*What you have to do*
Start at the line in the entries below that contains "For each <instance>", stop at the line that contains "positive clicks: (685, 91)", and output exactly the lines in that span, both ends included.

____ Data in this exercise

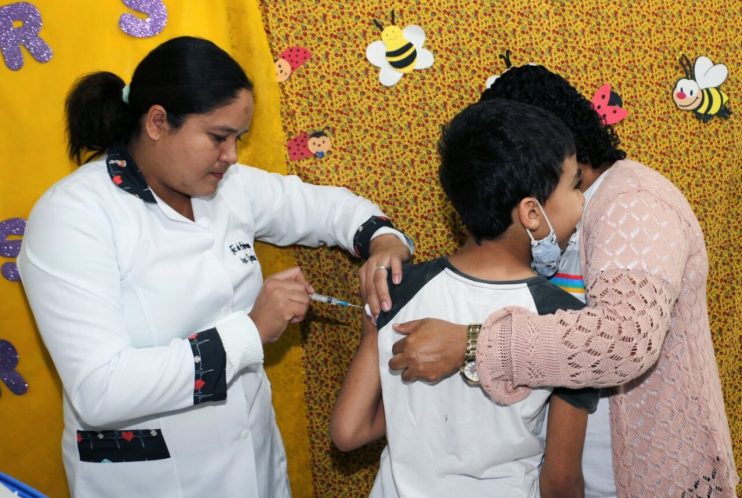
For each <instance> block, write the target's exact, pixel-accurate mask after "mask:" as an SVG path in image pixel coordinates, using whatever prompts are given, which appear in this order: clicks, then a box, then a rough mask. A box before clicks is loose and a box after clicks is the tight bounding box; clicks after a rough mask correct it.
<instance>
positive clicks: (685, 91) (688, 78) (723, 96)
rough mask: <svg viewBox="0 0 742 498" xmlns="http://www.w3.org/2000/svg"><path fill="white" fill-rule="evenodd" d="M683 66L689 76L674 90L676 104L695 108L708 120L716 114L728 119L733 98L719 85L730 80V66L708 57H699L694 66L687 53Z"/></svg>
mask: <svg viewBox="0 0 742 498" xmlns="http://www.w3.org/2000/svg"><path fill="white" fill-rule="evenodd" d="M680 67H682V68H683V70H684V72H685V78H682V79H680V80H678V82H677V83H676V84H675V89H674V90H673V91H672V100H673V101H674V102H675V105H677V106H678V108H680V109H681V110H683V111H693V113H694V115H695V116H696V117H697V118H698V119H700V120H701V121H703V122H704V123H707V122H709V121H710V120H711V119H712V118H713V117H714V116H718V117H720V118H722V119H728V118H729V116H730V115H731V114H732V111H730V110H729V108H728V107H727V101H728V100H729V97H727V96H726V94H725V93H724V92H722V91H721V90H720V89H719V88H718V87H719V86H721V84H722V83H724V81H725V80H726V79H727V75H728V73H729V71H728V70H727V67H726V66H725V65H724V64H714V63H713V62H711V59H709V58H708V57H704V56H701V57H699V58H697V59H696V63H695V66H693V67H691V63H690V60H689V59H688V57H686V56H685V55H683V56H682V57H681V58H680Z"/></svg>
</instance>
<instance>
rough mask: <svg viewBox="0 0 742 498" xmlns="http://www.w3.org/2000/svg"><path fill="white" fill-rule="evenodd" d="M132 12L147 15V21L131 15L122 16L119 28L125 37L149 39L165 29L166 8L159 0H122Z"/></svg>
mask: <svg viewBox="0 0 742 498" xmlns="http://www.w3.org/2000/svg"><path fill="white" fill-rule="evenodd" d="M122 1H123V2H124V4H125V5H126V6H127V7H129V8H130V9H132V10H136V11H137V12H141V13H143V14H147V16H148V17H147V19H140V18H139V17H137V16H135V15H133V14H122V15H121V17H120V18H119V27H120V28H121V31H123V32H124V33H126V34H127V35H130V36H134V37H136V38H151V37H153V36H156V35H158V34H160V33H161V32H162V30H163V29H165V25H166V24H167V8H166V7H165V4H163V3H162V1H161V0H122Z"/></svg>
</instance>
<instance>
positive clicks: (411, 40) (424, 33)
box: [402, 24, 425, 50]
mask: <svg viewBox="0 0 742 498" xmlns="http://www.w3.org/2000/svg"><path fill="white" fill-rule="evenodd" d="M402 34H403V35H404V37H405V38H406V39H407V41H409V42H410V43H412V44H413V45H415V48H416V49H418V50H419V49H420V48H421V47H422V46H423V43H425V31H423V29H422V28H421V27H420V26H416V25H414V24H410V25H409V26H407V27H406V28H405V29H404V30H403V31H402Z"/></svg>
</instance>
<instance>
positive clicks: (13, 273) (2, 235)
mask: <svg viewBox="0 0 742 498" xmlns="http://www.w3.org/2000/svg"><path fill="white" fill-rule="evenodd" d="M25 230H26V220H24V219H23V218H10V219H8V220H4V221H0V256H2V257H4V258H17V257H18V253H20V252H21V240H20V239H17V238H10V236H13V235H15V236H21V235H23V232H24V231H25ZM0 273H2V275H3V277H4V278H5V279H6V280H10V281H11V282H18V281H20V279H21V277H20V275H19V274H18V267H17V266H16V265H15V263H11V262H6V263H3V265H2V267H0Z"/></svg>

________
____ Data in this exercise

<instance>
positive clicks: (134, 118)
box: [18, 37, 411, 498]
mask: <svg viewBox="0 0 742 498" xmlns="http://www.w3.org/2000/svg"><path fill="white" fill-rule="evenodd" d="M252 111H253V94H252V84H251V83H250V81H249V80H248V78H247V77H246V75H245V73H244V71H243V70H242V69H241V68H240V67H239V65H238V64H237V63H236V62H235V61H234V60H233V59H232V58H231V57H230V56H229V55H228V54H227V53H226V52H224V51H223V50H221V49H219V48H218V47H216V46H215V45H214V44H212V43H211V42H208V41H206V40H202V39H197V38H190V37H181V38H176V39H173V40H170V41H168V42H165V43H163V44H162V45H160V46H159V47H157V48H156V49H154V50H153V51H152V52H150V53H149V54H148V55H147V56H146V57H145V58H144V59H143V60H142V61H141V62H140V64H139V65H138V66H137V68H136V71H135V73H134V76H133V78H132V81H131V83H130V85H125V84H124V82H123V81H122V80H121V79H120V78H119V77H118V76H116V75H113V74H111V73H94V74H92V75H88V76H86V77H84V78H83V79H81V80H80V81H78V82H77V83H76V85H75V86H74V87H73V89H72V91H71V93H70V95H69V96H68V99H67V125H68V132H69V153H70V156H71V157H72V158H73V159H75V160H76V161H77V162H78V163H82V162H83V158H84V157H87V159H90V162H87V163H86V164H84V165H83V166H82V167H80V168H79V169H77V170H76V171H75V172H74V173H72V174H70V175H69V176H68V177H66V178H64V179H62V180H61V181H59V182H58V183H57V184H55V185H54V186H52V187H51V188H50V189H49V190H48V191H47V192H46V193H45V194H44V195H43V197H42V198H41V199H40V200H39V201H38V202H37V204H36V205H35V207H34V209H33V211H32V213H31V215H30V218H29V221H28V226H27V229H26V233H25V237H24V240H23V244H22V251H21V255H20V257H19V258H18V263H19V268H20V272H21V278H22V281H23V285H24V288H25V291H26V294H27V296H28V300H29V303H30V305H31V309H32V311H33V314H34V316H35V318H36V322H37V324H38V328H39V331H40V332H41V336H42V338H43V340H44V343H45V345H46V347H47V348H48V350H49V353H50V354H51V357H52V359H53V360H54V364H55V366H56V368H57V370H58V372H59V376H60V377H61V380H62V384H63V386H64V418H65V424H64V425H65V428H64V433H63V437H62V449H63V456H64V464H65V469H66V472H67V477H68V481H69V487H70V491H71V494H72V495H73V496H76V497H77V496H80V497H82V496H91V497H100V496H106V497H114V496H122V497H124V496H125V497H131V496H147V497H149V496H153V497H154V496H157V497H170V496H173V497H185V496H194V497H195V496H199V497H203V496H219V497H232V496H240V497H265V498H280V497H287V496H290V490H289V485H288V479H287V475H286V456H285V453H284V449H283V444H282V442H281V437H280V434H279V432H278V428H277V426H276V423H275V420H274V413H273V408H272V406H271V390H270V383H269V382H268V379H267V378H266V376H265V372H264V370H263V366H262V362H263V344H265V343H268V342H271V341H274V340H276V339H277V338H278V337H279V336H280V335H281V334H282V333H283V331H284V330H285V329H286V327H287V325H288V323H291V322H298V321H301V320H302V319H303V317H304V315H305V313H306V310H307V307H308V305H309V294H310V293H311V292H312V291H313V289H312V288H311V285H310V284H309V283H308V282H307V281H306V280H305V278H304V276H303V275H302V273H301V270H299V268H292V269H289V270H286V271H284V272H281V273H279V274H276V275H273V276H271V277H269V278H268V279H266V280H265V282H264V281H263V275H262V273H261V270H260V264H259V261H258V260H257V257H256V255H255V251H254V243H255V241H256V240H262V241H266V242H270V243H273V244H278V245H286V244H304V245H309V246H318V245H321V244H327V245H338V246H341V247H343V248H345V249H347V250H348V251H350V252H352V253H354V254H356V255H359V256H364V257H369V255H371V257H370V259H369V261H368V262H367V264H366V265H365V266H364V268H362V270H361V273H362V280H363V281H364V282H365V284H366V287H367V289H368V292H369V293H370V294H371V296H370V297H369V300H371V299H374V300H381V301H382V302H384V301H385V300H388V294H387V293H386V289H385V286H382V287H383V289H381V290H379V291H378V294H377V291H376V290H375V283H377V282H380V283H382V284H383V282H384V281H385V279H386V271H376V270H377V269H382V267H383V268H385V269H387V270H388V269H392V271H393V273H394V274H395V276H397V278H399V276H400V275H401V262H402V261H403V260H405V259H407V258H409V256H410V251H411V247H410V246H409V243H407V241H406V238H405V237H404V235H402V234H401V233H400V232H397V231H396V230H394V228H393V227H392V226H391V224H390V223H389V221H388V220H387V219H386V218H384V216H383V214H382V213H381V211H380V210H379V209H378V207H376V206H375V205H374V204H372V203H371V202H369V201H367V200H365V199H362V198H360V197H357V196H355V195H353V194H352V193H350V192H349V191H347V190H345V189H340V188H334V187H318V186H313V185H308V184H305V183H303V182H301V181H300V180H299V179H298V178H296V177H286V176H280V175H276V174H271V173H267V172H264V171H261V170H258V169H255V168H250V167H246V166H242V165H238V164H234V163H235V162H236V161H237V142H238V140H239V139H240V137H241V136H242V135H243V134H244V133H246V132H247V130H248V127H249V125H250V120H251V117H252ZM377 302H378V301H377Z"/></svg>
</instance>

________

*Task response*
For each <instance> block, write the target's exact, pixel-accurate mask after "mask:" as an SVG path in image pixel coordinates, using whatever prompts are given, which appear in this order: clicks, then a box, then a rough mask. A box before clicks is loose and a box after clicks is the tight bounding box; clicks after a rough mask correct it.
<instance>
positive clicks: (685, 91) (688, 78) (723, 96)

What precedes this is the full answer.